[Given data]

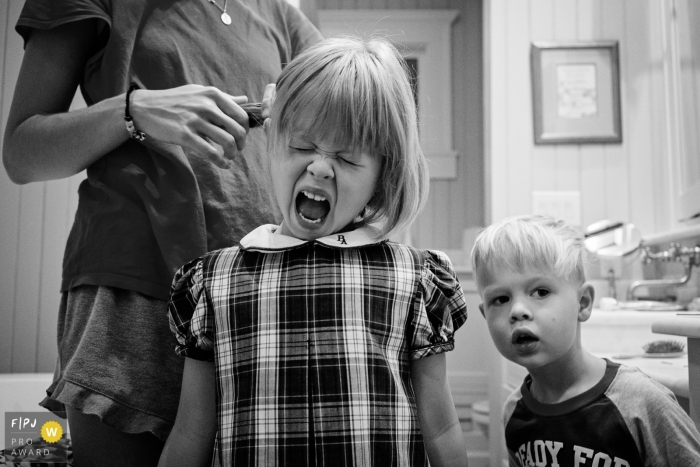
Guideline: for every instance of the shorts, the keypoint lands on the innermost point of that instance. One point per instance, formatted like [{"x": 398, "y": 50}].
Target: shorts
[{"x": 116, "y": 359}]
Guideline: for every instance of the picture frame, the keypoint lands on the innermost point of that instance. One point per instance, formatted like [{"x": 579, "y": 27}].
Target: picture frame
[{"x": 576, "y": 92}]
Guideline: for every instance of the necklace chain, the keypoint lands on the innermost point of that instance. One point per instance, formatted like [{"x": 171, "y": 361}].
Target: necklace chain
[{"x": 225, "y": 18}]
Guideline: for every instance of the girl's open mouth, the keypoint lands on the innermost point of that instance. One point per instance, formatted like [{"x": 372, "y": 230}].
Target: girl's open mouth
[{"x": 312, "y": 207}]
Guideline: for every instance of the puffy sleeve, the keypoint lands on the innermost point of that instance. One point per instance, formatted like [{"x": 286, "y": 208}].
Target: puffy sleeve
[
  {"x": 190, "y": 313},
  {"x": 439, "y": 309},
  {"x": 47, "y": 14}
]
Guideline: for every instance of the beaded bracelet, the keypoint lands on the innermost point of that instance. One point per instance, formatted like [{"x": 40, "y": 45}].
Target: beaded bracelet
[{"x": 135, "y": 134}]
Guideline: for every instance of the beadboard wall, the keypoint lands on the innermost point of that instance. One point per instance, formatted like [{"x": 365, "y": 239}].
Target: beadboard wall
[{"x": 627, "y": 181}]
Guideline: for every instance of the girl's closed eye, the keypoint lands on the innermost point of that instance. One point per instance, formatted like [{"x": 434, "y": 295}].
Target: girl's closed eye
[
  {"x": 540, "y": 292},
  {"x": 301, "y": 148}
]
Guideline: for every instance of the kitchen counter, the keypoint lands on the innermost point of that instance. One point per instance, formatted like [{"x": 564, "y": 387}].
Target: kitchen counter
[
  {"x": 671, "y": 372},
  {"x": 609, "y": 333},
  {"x": 686, "y": 325}
]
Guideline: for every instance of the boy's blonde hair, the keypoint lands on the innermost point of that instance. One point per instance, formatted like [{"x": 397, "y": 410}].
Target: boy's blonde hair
[
  {"x": 531, "y": 241},
  {"x": 359, "y": 92}
]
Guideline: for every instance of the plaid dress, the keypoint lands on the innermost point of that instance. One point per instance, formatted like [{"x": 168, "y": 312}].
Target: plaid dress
[{"x": 312, "y": 342}]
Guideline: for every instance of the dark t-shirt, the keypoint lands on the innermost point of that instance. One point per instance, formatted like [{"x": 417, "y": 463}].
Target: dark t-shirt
[
  {"x": 626, "y": 420},
  {"x": 148, "y": 208}
]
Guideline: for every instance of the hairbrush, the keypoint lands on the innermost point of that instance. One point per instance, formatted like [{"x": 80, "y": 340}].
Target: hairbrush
[{"x": 254, "y": 111}]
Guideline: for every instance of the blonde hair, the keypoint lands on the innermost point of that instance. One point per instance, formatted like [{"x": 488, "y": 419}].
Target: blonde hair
[
  {"x": 531, "y": 241},
  {"x": 359, "y": 91}
]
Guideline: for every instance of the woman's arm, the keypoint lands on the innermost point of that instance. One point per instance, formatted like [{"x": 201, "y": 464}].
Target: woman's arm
[
  {"x": 191, "y": 442},
  {"x": 43, "y": 141},
  {"x": 440, "y": 426}
]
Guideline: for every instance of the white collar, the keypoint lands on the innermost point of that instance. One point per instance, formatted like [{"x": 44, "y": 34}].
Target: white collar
[{"x": 268, "y": 237}]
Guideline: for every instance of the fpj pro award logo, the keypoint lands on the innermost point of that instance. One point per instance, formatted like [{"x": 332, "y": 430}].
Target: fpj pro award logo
[{"x": 35, "y": 437}]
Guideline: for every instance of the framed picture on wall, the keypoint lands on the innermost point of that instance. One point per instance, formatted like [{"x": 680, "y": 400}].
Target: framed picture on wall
[{"x": 576, "y": 92}]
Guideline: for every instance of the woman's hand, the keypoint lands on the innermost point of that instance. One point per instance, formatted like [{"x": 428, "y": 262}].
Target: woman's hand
[
  {"x": 203, "y": 119},
  {"x": 45, "y": 141},
  {"x": 268, "y": 100}
]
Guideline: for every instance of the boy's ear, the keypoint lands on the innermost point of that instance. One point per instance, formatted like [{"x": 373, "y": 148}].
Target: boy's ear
[{"x": 586, "y": 295}]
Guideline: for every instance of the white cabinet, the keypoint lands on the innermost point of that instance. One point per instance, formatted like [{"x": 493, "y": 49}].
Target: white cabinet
[{"x": 682, "y": 69}]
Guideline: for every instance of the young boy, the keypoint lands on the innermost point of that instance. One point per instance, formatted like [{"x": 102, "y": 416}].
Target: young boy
[{"x": 573, "y": 409}]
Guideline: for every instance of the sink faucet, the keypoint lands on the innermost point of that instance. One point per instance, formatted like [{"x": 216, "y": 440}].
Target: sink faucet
[
  {"x": 689, "y": 255},
  {"x": 612, "y": 292}
]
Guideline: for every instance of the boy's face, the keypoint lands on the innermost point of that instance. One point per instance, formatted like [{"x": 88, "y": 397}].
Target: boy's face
[
  {"x": 533, "y": 316},
  {"x": 321, "y": 188}
]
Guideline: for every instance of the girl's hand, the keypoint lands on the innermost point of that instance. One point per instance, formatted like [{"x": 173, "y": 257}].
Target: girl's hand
[
  {"x": 203, "y": 119},
  {"x": 439, "y": 424}
]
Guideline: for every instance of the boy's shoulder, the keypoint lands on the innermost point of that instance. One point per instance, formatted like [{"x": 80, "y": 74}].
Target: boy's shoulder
[{"x": 632, "y": 388}]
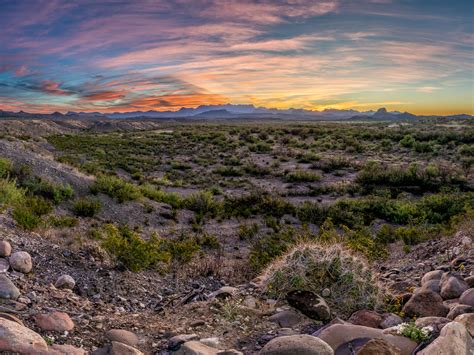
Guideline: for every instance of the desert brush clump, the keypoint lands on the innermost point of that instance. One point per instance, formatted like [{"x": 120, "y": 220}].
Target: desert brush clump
[{"x": 318, "y": 266}]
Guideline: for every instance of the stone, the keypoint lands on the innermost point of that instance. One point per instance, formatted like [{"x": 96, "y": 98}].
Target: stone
[
  {"x": 297, "y": 344},
  {"x": 467, "y": 320},
  {"x": 378, "y": 347},
  {"x": 341, "y": 337},
  {"x": 54, "y": 321},
  {"x": 286, "y": 319},
  {"x": 4, "y": 265},
  {"x": 310, "y": 304},
  {"x": 195, "y": 348},
  {"x": 366, "y": 318},
  {"x": 175, "y": 342},
  {"x": 58, "y": 349},
  {"x": 21, "y": 261},
  {"x": 65, "y": 281},
  {"x": 436, "y": 322},
  {"x": 425, "y": 304},
  {"x": 454, "y": 339},
  {"x": 467, "y": 297},
  {"x": 458, "y": 310},
  {"x": 123, "y": 349},
  {"x": 224, "y": 292},
  {"x": 5, "y": 248},
  {"x": 390, "y": 320},
  {"x": 453, "y": 287},
  {"x": 122, "y": 336},
  {"x": 432, "y": 275},
  {"x": 15, "y": 338},
  {"x": 8, "y": 289}
]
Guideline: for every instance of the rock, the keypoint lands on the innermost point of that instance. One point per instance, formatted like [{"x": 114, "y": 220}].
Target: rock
[
  {"x": 366, "y": 318},
  {"x": 65, "y": 281},
  {"x": 14, "y": 338},
  {"x": 425, "y": 304},
  {"x": 432, "y": 275},
  {"x": 309, "y": 304},
  {"x": 8, "y": 289},
  {"x": 436, "y": 322},
  {"x": 21, "y": 262},
  {"x": 390, "y": 320},
  {"x": 470, "y": 281},
  {"x": 378, "y": 347},
  {"x": 341, "y": 337},
  {"x": 54, "y": 321},
  {"x": 58, "y": 349},
  {"x": 297, "y": 344},
  {"x": 4, "y": 265},
  {"x": 454, "y": 339},
  {"x": 122, "y": 336},
  {"x": 452, "y": 287},
  {"x": 123, "y": 349},
  {"x": 286, "y": 319},
  {"x": 467, "y": 320},
  {"x": 175, "y": 342},
  {"x": 195, "y": 348},
  {"x": 5, "y": 248},
  {"x": 224, "y": 292},
  {"x": 467, "y": 297},
  {"x": 458, "y": 310}
]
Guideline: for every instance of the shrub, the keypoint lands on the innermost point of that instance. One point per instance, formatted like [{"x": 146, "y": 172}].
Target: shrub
[
  {"x": 314, "y": 267},
  {"x": 86, "y": 207},
  {"x": 116, "y": 188}
]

[Aim] Produce an exact copy of the lines from the one containing "Guideline: for every instance of the rock, the" through the last line, and of nothing else.

[Response]
Guideline: for every instance of the rock, the keypoint lands on the innermost point of that instance. One point per instance, formatted like [{"x": 114, "y": 220}].
Target: rock
[
  {"x": 366, "y": 318},
  {"x": 65, "y": 281},
  {"x": 14, "y": 338},
  {"x": 425, "y": 304},
  {"x": 432, "y": 275},
  {"x": 309, "y": 304},
  {"x": 8, "y": 289},
  {"x": 436, "y": 322},
  {"x": 21, "y": 262},
  {"x": 390, "y": 320},
  {"x": 470, "y": 281},
  {"x": 378, "y": 347},
  {"x": 341, "y": 337},
  {"x": 54, "y": 321},
  {"x": 58, "y": 349},
  {"x": 297, "y": 344},
  {"x": 4, "y": 265},
  {"x": 454, "y": 339},
  {"x": 122, "y": 336},
  {"x": 452, "y": 287},
  {"x": 123, "y": 349},
  {"x": 286, "y": 319},
  {"x": 467, "y": 320},
  {"x": 175, "y": 342},
  {"x": 195, "y": 348},
  {"x": 5, "y": 248},
  {"x": 224, "y": 292},
  {"x": 467, "y": 297},
  {"x": 458, "y": 310}
]
Guideline: for every instance of the shrub, the keypoint lands on the innermost point of that instance. One point per instance, formatted like [{"x": 146, "y": 172}].
Target: shrub
[
  {"x": 314, "y": 267},
  {"x": 86, "y": 207},
  {"x": 116, "y": 188}
]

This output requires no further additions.